Task instructions> In three sentences, summarize the passage on deformation gradients in finite elements.

Selection>
======
Note that the deformation gradient varies throughout the element. It is not constant. This is actually a big advantage of quadrilaterals (and bricks in 3-D) over linear triangles (and tetrahedrals in 3-D). The deformation gradient in a linear triangle or tetrahedral does not vary from location to location. This tends to make them respond with artificially (and incorrectly) elevated stiffnesses.

The displacements of the nodes in the figure are

$\begin{eqnarray} u_1 = 3 \qquad u_2 = 2 \qquad u_3 = 3 \qquad u_4 = 2 \\ v_1 = 2 \qquad v_2 = 2 \qquad v_3 = 2 \qquad v_4 = 2 \end{eqnarray}$
The deformation gradient at point $${\bf X} = (0.75,0.50)$$ is

$\begin{eqnarray} F_{11} & = & {1 \over 4} [-(1-Y)u_1 + (1-Y)u_2 + (1+Y)u_3 - (1+Y)u_4] + 1 \\ \\ & = & 0.25 [ -(0.50)(3) + (0.50)(2) + (1.50)(3) - (1.50)(2) ] + 1\\ \\ & = & 1.250 \\ \\ \\ F_{12} & = & {1 \over 4} [-(1-X)u_1 - (1+X)u_2 + (1+X)u_3 + (1-X)u_4] \\ \\ & = & 0.25 [ -(0.25)(3) - (1.75)(2) + (1.75)(3) + (0.25)(2) ] \\ \\ & = & 0.375 \\ \\ \\ F_{21} & = & {1 \over 4} [-(1-Y)v_1 + (1-Y)v_2 + (1+Y)v_3 - (1+Y)v_4] \\ \\ & = & 0.25 [ -(0.50)(2) + (0.50)(2) + (1.50)(2) - (1.50)(2) ] \\ \\ & = & 0.000 \\ \\ \\ F_{22} & = & {1 \over 4} [-(1-X)v_1 - (1+X)v_2 + (1+X)v_3 + (1-X)v_4] + 1 \\ \\ & = & 0.25 [ -(0.25)(2) - (1.75)(2) + (1.75)(2) + (0.25)(2) ] + 1\\ \\ & = & 1.000 \end{eqnarray}$

So $${\bf F}$$ equals

${\bf F} = \left[ \matrix{ 1.250 & 0.375 \\ 0.000 & 1.000 } \right]$

This makes sense because the upper right corner of the element is being stretch horizontally ($$F_{11} = 1.25$$) and is also shearing ($$F_{12} = 0.375$$).

## General 2-D Case

The 'simple' section above introduces all the basic concepts of calculating displacements and deformation gradients in finite elements. But it only works for elements that are perfectly aligned with the global coordinates. This section shows the general case that occurs when the element does not line up with the global coordinate system. For example, the element may be as shown here. The undeformed coordinates are

$\begin{eqnarray} X_1 = -1 & \quad & X_2 = 1 & \quad & X_3 = 0 & \quad & X_4 = -1 \\ Y_1 = -1 & \quad & \, Y_2 = 0 & \quad & \, Y_3 = 2 & \quad & \, Y_4 = \;\;\;1 \\ \end{eqnarray}$

Since the element is not aligned with the global coordinate system, the simple approach from above will not work. Instead, it is necessary to introduce two new local coordinates, $$r$$ and $$s$$, that span from -1 to +1.
======
Position annotation records:
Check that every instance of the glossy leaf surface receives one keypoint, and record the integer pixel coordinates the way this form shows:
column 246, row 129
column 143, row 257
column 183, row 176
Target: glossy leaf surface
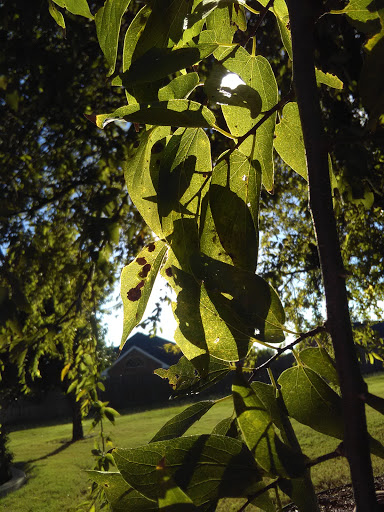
column 137, row 281
column 205, row 467
column 108, row 21
column 180, row 423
======
Worked answer> The deformation gradient varies throughout a quadrilateral element, which is an advantage over linear triangles, whose deformation gradient does not vary and tends to give artificially elevated stiffnesses. For the given nodal displacements, the gradient at point (0.75, 0.50) works out to F11 = 1.250, F12 = 0.375, F21 = 0.000 and F22 = 1.000, showing that the upper right corner of the element is stretching horizontally and shearing. Because the simple approach only works for elements aligned with the global coordinates, the general 2-D case introduces local coordinates r and s that span from -1 to +1.